- _Your goal_
In the entries below, reproduce verbatim every line from the one containing "of the england" through the final line of the entries, and include both of those lines.

──────── Material for this exercise ────────

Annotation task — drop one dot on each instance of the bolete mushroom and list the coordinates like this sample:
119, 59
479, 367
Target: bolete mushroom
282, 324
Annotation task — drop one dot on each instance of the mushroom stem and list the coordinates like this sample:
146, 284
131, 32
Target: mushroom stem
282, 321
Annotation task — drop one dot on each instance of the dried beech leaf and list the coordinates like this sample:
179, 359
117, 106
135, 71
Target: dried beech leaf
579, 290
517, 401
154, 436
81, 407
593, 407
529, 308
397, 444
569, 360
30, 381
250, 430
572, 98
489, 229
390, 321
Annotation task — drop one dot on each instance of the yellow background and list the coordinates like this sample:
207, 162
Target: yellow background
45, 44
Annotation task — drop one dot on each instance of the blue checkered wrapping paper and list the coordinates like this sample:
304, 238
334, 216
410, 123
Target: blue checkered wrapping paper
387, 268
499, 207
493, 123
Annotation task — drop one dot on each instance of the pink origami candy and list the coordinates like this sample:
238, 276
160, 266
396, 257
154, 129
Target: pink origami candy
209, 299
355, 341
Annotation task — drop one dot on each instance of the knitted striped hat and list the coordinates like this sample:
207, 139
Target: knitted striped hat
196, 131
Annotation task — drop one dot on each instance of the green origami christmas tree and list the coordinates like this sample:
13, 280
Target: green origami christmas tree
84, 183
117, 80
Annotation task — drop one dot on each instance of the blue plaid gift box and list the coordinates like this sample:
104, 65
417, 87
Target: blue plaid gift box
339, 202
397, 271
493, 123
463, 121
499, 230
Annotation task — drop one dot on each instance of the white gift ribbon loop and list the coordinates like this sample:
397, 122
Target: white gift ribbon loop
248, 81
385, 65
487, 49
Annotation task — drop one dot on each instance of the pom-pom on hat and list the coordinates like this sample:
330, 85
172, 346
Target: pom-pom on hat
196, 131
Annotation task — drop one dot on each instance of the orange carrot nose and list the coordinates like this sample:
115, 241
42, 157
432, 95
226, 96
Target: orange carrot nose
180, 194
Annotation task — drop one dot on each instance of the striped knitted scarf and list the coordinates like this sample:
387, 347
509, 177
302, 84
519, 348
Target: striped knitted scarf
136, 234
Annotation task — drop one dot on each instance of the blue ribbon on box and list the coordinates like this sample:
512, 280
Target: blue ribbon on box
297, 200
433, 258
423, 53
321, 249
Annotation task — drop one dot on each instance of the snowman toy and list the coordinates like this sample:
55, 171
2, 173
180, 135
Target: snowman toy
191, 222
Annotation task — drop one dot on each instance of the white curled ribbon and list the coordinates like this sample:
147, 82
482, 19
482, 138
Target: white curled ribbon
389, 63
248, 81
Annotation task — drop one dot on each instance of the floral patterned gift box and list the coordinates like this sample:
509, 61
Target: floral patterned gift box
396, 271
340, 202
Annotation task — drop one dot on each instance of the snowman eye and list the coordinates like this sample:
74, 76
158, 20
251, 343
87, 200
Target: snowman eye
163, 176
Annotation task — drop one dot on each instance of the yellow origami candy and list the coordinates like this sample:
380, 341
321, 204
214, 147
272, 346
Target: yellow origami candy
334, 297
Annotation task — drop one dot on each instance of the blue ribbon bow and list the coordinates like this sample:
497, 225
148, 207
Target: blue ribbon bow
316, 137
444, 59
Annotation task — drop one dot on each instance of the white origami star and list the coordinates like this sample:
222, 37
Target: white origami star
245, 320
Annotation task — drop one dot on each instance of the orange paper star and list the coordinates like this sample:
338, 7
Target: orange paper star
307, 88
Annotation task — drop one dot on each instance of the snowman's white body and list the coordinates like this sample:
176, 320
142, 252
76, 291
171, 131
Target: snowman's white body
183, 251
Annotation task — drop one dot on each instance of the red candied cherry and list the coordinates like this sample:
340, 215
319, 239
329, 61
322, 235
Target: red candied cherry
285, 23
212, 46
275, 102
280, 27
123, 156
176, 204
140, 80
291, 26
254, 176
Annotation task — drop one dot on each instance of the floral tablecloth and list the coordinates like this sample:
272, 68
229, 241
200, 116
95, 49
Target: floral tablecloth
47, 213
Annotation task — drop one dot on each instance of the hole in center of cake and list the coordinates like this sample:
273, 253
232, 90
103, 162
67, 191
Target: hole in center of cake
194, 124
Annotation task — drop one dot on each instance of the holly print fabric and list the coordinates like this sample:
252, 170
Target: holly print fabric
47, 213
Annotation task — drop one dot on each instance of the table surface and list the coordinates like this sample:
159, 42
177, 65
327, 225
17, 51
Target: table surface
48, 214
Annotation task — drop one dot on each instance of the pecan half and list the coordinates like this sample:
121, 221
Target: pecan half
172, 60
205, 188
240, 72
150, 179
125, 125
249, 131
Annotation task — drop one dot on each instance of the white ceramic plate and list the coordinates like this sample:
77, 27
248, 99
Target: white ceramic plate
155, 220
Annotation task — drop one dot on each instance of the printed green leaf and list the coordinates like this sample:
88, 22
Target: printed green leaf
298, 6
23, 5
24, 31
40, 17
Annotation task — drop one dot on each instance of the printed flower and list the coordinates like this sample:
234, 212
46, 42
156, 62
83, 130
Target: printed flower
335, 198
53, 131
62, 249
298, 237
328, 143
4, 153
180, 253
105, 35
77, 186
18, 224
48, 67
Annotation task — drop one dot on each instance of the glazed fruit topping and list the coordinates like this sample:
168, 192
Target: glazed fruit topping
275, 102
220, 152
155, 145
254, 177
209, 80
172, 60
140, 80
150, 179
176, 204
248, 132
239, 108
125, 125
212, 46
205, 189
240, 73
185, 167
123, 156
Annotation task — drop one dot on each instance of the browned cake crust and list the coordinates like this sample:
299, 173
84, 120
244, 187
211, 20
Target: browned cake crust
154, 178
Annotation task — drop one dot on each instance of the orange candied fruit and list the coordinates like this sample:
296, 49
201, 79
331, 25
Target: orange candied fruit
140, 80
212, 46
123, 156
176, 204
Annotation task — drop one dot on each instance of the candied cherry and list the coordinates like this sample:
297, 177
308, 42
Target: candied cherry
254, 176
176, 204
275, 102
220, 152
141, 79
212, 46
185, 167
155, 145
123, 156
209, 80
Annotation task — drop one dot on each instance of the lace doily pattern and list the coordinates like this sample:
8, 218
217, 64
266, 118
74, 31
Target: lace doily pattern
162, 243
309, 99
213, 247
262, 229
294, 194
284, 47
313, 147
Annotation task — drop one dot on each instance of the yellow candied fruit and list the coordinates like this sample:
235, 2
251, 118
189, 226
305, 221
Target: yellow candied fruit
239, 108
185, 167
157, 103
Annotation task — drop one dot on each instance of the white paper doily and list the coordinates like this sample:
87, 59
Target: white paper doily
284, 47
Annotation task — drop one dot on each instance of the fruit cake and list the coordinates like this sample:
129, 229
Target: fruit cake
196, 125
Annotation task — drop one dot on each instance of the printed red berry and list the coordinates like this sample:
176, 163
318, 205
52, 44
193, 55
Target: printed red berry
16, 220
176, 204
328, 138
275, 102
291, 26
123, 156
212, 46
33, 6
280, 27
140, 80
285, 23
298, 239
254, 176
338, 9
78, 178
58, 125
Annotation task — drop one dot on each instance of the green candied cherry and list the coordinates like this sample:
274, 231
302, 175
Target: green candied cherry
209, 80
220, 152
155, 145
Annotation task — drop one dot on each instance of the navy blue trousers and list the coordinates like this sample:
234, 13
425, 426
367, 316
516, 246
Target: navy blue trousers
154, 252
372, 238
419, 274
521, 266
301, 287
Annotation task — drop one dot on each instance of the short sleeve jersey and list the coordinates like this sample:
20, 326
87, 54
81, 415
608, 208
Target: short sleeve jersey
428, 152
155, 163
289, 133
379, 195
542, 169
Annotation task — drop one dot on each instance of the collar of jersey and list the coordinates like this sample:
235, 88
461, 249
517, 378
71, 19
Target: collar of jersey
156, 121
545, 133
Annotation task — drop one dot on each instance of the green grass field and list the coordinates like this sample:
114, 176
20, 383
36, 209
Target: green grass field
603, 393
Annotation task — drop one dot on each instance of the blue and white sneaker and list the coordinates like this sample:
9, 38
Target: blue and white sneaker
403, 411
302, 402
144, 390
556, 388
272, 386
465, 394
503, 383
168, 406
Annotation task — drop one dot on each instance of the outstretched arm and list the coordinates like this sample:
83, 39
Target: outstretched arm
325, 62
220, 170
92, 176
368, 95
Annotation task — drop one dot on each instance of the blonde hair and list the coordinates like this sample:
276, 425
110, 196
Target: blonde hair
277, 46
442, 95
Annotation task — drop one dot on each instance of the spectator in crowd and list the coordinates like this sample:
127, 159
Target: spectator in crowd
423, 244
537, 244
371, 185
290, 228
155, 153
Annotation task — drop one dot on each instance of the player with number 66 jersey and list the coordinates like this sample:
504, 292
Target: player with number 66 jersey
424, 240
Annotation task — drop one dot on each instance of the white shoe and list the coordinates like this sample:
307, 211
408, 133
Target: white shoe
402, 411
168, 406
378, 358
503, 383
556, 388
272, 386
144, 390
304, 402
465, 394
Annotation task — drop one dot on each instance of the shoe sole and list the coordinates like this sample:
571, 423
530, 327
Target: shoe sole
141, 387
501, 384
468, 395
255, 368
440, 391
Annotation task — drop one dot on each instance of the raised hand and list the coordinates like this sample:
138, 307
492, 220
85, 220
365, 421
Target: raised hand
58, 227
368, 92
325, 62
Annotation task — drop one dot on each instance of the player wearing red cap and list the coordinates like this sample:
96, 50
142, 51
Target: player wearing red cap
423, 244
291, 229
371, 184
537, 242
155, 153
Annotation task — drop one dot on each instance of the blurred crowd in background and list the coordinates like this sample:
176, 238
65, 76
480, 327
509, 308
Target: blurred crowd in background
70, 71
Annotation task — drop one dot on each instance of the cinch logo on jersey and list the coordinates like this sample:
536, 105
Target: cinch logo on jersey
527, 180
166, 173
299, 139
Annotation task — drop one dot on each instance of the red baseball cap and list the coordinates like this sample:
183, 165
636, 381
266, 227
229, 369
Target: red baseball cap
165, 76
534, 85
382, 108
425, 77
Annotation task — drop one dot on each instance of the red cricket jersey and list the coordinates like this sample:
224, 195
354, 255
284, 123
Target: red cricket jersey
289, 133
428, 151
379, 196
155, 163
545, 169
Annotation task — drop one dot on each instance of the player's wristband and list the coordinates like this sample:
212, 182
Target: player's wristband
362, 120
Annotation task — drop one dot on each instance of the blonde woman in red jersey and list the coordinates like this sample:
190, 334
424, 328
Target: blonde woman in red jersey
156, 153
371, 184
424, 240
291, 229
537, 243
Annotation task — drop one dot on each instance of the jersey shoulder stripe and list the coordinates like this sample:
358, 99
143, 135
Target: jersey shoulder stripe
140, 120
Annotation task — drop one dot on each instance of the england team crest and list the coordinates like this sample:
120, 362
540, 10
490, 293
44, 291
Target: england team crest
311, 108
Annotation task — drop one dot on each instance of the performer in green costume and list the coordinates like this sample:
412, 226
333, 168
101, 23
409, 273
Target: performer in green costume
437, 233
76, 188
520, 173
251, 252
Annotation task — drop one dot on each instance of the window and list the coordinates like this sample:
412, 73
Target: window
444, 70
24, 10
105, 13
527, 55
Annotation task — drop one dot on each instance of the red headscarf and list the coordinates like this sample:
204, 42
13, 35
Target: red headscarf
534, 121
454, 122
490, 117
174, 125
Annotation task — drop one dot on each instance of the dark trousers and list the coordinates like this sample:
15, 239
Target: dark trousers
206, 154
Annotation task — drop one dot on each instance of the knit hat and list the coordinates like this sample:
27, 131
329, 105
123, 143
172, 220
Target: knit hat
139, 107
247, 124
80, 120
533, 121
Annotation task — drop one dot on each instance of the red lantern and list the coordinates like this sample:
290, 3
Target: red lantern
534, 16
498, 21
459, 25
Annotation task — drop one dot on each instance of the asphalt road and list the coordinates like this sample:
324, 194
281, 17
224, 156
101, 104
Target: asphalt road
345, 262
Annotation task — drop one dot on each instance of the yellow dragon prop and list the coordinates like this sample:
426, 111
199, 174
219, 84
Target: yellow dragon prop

────────

- _Correct answer_
Annotation task — drop one dot on each instance of the england team crest and list the coordinates like this sample:
120, 362
540, 10
490, 293
44, 291
Target: england team crest
311, 108
Annotation task — drop one dot on each instance of the performer in green costume and list the coordinates like this sample:
412, 226
333, 168
101, 23
409, 273
Target: performer in green costume
437, 233
76, 188
520, 173
251, 252
Annotation task — drop one dot on each instance of the window and list the coordinates like this sample:
412, 73
Target: window
444, 70
24, 10
105, 13
527, 55
Annotation task — drop one dot on each instance of the red headscarf and list the coordinates like this sample:
204, 42
13, 35
Target: red headscarf
534, 121
454, 122
490, 117
174, 125
Annotation task — drop one dot on each instance of the dark trousers and list the coordinates like this sample:
15, 239
Target: dark trousers
206, 154
Annotation task — drop one dot on each instance of the knit hat and list the coordinates like this sample:
27, 131
329, 105
123, 143
172, 220
Target: knit hat
139, 107
247, 124
80, 120
533, 121
Annotation task — drop one dot on each instance of the red lantern and list the coordinates like this sample:
290, 3
Target: red lantern
534, 16
498, 21
459, 25
Annotation task — drop one dot on each instance of the asphalt road and list the coordinates like this sample:
324, 194
281, 17
224, 156
101, 104
Target: asphalt road
345, 262
Annotation task — drop one dot on each instance of the yellow dragon prop and list the coordinates like this sample:
426, 111
199, 174
219, 84
Target: yellow dragon prop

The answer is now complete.